TEXTAUSZUG:
^^^^^^^^

Man könnte es als unmögliches Unterfangen bezeichnen: Der irische Schriftsteller John Boyne wollte den Holocaust in einem Kinderbuch behandeln und damit etwas Unfassbares, Unbegreifliches für Kinder greifbar machen. Vielleicht ist „wollen“ hier aber auch das falsche Wort. Denn Boyne ging nicht mit einem klaren Plan an jenes Werk, das heute nahezu auf der ganzen Welt gelesen wird – nein, die Geschichte kam zu ihm, wie er später erklärte. Er schrieb sie in wenigen Tagen und hatte keine Ahnung, ob sie zur Veröffentlichung taugen würde. Doch das tat sie: 2006 erschien das Buch „Der Junge im gestreiften Pyjama“ und wurde zu einem internationalen Erfolg.

Das Kinderbuch trägt den Untertitel „Eine Fabel“ – und als genau die muss man es einordnen. Zwar beruht „Der Junge im gestreiften Pyjama“ auf realen Hintergründen – auf der systematischen Verfolgung und Ermordung der jüdischen Bevölkerung im Zweiten Weltkrieg – doch die Geschichte ist keine historisch genaue, faktenorientierte Schilderung. Das Buch richtet sich an Kinder; und es schildert deshalb auf eine fast märchenhaft anmutende Art und Weise die eigentlich unmögliche Freundschaft zwischen dem neunjährigen Bruno – dem Sohn des Kommandanten des KZ Auschwitz – und Schmuel, einem jüdischen Jungen, der in dem Vernichtungslagers eingesperrt ist. Durch den Stacheldrahtzaun reden die beiden Kinder miteinander. Bruno ist dabei ganz das naive, unwissende Kind, Schmuel der geduldige, ernsthafte Zuhörer. Nie überfordert er Bruno mit Informationen über die Grausamkeiten des Lagerlebens, er belässt es bei Andeutungen. Dennoch ist das Grauen des Konzentrationslagers zwischen den Zeilen stets präsent.

^^^^^^^^

AUFGABENSTELLUNGEN:
A – Geben Sie aus dem Textauszug über John Boynes Kinderbuch den Abschnitt von „Man könnte es“ bis „einem internationalen Erfolg.“ wortgetreu aus.
B – Schreiben Sie den Text über das Buch „Der Junge im gestreiften Pyjama“ im Anschluss an seinen letzten Satz weiter.

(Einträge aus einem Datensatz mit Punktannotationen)
^^^^^^^^

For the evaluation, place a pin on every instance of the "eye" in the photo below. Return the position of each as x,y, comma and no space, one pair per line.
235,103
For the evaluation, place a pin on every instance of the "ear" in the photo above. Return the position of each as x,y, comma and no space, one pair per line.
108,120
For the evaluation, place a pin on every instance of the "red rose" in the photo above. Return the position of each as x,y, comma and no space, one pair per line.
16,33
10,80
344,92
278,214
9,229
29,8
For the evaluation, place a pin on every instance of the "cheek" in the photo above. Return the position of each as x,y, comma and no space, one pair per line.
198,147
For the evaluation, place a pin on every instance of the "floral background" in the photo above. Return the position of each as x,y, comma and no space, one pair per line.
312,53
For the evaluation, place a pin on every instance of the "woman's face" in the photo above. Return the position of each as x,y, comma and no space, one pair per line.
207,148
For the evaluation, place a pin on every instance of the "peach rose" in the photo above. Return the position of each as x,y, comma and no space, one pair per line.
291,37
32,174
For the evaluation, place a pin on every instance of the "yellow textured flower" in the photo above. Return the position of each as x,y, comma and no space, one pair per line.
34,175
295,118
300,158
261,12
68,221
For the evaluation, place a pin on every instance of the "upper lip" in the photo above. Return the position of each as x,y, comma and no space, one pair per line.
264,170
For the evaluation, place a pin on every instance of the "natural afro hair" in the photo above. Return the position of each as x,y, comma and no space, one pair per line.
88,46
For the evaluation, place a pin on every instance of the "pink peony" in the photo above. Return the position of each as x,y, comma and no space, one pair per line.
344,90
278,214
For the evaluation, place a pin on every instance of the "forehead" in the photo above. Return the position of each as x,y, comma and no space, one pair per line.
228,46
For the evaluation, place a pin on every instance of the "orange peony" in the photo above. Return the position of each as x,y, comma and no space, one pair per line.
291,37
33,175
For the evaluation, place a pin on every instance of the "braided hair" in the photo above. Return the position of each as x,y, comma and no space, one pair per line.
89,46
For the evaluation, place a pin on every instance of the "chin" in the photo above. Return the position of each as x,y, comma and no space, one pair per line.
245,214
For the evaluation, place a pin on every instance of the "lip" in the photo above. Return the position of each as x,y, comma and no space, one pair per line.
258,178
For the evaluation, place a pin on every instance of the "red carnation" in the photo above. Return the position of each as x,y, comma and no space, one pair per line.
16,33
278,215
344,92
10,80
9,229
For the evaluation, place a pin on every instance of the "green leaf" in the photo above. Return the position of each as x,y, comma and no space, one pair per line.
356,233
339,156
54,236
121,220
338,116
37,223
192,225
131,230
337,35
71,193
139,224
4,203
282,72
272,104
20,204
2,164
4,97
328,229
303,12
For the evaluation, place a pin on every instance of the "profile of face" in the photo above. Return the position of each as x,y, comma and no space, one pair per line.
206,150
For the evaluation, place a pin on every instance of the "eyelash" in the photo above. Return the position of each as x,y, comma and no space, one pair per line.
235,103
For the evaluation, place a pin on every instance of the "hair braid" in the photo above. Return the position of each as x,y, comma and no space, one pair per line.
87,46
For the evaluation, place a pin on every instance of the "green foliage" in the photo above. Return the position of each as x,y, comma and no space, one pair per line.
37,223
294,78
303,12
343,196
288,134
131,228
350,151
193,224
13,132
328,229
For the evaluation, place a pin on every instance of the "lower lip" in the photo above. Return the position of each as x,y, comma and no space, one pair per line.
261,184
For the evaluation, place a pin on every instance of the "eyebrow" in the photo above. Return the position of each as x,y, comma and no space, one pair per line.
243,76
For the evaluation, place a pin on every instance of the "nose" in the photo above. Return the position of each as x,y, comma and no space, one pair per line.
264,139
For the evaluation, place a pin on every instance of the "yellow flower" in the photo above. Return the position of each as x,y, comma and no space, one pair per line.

^^^^^^^^

ERGEBNISSE DER AUFGABEN:
A –
Man könnte es als unmögliches Unterfangen bezeichnen: Der irische Schriftsteller John Boyne wollte den Holocaust in einem Kinderbuch behandeln und damit etwas Unfassbares, Unbegreifliches für Kinder greifbar machen. Vielleicht ist „wollen“ hier aber auch das falsche Wort. Denn Boyne ging nicht mit einem klaren Plan an jenes Werk, das heute nahezu auf der ganzen Welt gelesen wird – nein, die Geschichte kam zu ihm, wie er später erklärte. Er schrieb sie in wenigen Tagen und hatte keine Ahnung, ob sie zur Veröffentlichung taugen würde. Doch das tat sie: 2006 erschien das Buch „Der Junge im gestreiften Pyjama“ und wurde zu einem internationalen Erfolg.

B –
Kapitel 3: Auschwitz mit den Augen eines Kindes

Es ist die Zeit des Zweiten Weltkriegs und die Welt des neunjährigen Bruno gerät plötzlich aus den Fugen. Nicht etwa aufgrund von Bombardierungen. Nein, es ist etwas weit weniger Dramatisches – doch trotzdem sehr Folgenreiches. Das Buch „Der Junge im gestreiften Pyjama“ beginnt nämlich mit einem Umzug. Brunos Familie zieht nach „Aus-Wisch“ – so versteht Bruno zumindest den Namen jenes Ortes, der ihre neue Heimat werden soll. Denn „der Furor“ hat Brunos Vater eine neue, wichtige Aufgabe gegeben. Unschwer sind hierin die Begriffe „Führer“ und „Auschwitz“ herauszuhören, die Bruno in seiner kindlich-naiven Art konsequent falsch ausspricht. 

Brunos Vater wird also Lagerkommandant in Auschwitz. Und das neue Haus grenzt direkt an das Konzentrationslager. Bruno ist neugierig und beginnt seine Umgebung zu erforschen. Mit ihm kommen auch wir Lesenden dem Todeslager Stück für Stück näher – mit den Augen eines neunjährigen Kindes. Bruno begreift nicht, was diese von einem Zaun abgetrennte Stadt in seiner Nähe wirklich ist. Die Häftlingskleidung hält er für gestreifte Schlafanzüge. Er versteht nicht, dass dort Menschen eingesperrt sind und systematisch ermordet werden. Er besucht den gleichaltrigen Jungen Schmuel, der offensichtlich diesen Ort nicht verlassen kann – diesen blassen Jungen im merkwürdigen gestreiften Pyjama – und die beiden freunden sich an.

Ihre Welten überschneiden sich, als Schmuel bei Brunos Eltern im Haus Arbeiten verrichten soll. Und auch Bruno wechselt eines Tages die Seiten: Es gelingt ihm, unter dem Zaun hindurchzukriechen und in das Konzentrationslager zu gelangen. Die beiden Jungen wollen Schmuels verschwundenen Vater suchen. Damit Bruno im Lager nicht auffällt, beschafft ihm Schmuel einen jener gestreiften „Pyjamas“. Als Bruno dann das tatsächliche Grauen im Lager sieht, will er wieder zurück auf seine Seite des Zauns. Da aber werden die beiden Jungen von Wachmannschaften zusammen mit anderen Lagerinsassen in einen Raum getrieben, dessen Türen hinter ihnen verriegelt werden. Und was für Bruno als eine Art Abenteuer auf der anderen Seite des Zaunes begonnen hatte, endet für beide Jungen in der Gaskammer der SS.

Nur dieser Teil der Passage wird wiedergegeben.